WORK REQUIRED: Each entry needs to be restated exactly as written.

═══ EXTRACTED INFORMATION

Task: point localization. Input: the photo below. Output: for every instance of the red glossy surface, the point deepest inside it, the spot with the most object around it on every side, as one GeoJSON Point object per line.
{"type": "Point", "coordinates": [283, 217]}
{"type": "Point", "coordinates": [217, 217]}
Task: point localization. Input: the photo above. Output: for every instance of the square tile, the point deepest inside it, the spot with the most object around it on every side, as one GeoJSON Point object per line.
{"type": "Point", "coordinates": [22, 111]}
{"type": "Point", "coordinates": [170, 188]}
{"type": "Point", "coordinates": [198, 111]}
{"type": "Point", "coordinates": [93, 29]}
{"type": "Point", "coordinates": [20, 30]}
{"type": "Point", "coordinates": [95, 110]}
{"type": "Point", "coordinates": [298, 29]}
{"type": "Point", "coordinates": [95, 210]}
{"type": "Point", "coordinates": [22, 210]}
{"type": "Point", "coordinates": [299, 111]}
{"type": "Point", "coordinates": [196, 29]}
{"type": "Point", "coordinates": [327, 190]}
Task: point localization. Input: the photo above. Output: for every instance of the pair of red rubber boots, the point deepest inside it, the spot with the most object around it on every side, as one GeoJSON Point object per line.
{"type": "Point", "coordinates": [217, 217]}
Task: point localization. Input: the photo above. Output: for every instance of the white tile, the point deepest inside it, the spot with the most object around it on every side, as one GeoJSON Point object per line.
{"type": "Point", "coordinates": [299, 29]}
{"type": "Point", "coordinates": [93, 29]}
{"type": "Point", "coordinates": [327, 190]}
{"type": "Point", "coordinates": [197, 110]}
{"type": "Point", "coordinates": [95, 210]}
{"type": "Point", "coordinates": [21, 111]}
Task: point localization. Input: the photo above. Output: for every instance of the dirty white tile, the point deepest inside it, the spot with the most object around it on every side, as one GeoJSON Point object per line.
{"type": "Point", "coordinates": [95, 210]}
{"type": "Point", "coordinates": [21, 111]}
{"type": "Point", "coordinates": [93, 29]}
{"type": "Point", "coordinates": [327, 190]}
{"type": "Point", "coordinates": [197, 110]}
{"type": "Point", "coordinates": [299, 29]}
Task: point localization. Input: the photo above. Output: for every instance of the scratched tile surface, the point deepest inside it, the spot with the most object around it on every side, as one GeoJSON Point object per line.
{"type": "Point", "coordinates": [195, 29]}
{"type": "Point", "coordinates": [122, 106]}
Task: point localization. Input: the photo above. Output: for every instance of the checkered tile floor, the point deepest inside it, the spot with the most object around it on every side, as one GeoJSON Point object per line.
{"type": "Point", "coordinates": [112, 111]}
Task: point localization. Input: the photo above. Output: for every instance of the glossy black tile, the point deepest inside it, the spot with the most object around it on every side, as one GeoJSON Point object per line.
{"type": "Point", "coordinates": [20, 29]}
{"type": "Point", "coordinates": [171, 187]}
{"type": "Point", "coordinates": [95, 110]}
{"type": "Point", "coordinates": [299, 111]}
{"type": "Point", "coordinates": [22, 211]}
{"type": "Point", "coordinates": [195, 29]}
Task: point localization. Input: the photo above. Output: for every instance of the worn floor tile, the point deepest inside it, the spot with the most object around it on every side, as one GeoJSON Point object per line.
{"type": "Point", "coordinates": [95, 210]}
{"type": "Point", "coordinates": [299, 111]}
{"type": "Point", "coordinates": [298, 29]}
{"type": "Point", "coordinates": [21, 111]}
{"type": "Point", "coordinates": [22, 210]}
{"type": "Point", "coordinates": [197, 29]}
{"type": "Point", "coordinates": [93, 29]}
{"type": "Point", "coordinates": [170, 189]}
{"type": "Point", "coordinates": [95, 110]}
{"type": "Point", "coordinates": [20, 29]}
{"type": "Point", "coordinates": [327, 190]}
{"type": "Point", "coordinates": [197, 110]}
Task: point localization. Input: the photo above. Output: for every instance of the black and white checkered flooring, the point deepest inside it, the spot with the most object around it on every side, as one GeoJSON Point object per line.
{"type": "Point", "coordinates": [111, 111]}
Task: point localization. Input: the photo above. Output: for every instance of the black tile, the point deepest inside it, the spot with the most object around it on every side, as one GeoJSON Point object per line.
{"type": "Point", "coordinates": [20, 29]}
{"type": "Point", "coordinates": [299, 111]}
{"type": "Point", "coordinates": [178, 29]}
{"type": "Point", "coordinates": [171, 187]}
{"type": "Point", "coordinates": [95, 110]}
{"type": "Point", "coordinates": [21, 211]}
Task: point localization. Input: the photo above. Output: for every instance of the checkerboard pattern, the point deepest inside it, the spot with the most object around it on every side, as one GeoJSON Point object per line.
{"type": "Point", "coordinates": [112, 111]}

══════

ANSWER TO THE TASK:
Task: point localization. Input: the photo below. Output: for every instance of the red glossy surface, the point deepest inside it, the spot with the most object around it on every side, as one GeoJSON Point object per line.
{"type": "Point", "coordinates": [283, 217]}
{"type": "Point", "coordinates": [217, 217]}
Task: point localization. Input: the photo above. Output: for every instance of the square tile, the point deepest inside it, the spot with the most object around it on every side, as one GeoJSON Point object per line.
{"type": "Point", "coordinates": [22, 111]}
{"type": "Point", "coordinates": [170, 188]}
{"type": "Point", "coordinates": [198, 111]}
{"type": "Point", "coordinates": [93, 29]}
{"type": "Point", "coordinates": [20, 30]}
{"type": "Point", "coordinates": [95, 110]}
{"type": "Point", "coordinates": [298, 29]}
{"type": "Point", "coordinates": [95, 210]}
{"type": "Point", "coordinates": [22, 210]}
{"type": "Point", "coordinates": [299, 111]}
{"type": "Point", "coordinates": [196, 29]}
{"type": "Point", "coordinates": [327, 190]}
Task: point localization. Input: the photo above. Output: for every instance of the pair of red rubber boots, the point deepest inside it, the spot with the most object around it on every side, as one GeoJSON Point object per line.
{"type": "Point", "coordinates": [217, 217]}
Task: point localization. Input: the photo above. Output: for every instance of the white tile, the point deepest inside it, the spot with the most object around it on every side, as one GeoJSON Point object per line.
{"type": "Point", "coordinates": [299, 29]}
{"type": "Point", "coordinates": [93, 29]}
{"type": "Point", "coordinates": [327, 190]}
{"type": "Point", "coordinates": [197, 110]}
{"type": "Point", "coordinates": [95, 210]}
{"type": "Point", "coordinates": [21, 111]}
Task: point localization. Input: the photo above. Output: for every instance of the dirty white tile, the point deepest inside it, the spot with the most object around it on every side, as one GeoJSON Point object per line.
{"type": "Point", "coordinates": [95, 210]}
{"type": "Point", "coordinates": [21, 111]}
{"type": "Point", "coordinates": [93, 29]}
{"type": "Point", "coordinates": [327, 190]}
{"type": "Point", "coordinates": [197, 110]}
{"type": "Point", "coordinates": [299, 29]}
Task: point localization. Input: the photo above. Output: for every instance of the scratched tile surface, the point deepest inside it, the spot with the most object around it on every side, as one GeoJSON Point object per line.
{"type": "Point", "coordinates": [195, 29]}
{"type": "Point", "coordinates": [122, 106]}
Task: point localization. Input: the photo above. Output: for every instance of the checkered tile floor, the point deepest inside it, the spot with the most object around it on every side, as one GeoJSON Point object per line.
{"type": "Point", "coordinates": [112, 111]}
Task: point localization. Input: the photo above. Output: for every instance of the glossy black tile, the point deepest inside it, the spot with the most object around it on every side, as one GeoJSON Point object per line.
{"type": "Point", "coordinates": [20, 29]}
{"type": "Point", "coordinates": [171, 187]}
{"type": "Point", "coordinates": [95, 110]}
{"type": "Point", "coordinates": [299, 111]}
{"type": "Point", "coordinates": [22, 211]}
{"type": "Point", "coordinates": [195, 29]}
Task: point localization. Input: the photo above. Output: for every instance of the worn floor tile, the point deepest inside it, the spot with the most object around it on every side, as one GeoJSON Point object per line.
{"type": "Point", "coordinates": [95, 210]}
{"type": "Point", "coordinates": [299, 111]}
{"type": "Point", "coordinates": [298, 29]}
{"type": "Point", "coordinates": [21, 111]}
{"type": "Point", "coordinates": [22, 210]}
{"type": "Point", "coordinates": [197, 29]}
{"type": "Point", "coordinates": [93, 29]}
{"type": "Point", "coordinates": [170, 189]}
{"type": "Point", "coordinates": [95, 110]}
{"type": "Point", "coordinates": [20, 29]}
{"type": "Point", "coordinates": [327, 190]}
{"type": "Point", "coordinates": [197, 110]}
Task: point localization. Input: the photo above. Output: for every instance of the black and white checkered flooring, the point deepest inside it, the spot with the most object around it on every side, as one GeoJSON Point object per line.
{"type": "Point", "coordinates": [111, 111]}
Task: point localization. Input: the photo above. Output: for every instance of the black tile, the point deepest inside it, the spot with the most object around it on every side, as one GeoJSON Point object per line.
{"type": "Point", "coordinates": [20, 29]}
{"type": "Point", "coordinates": [299, 111]}
{"type": "Point", "coordinates": [178, 29]}
{"type": "Point", "coordinates": [171, 187]}
{"type": "Point", "coordinates": [95, 110]}
{"type": "Point", "coordinates": [21, 211]}
Task: point localization. Input: the photo above. Output: for every instance of the checkerboard pattern, the point deepest inside it, the spot with the most object around it on every side, as one GeoJSON Point object per line.
{"type": "Point", "coordinates": [112, 111]}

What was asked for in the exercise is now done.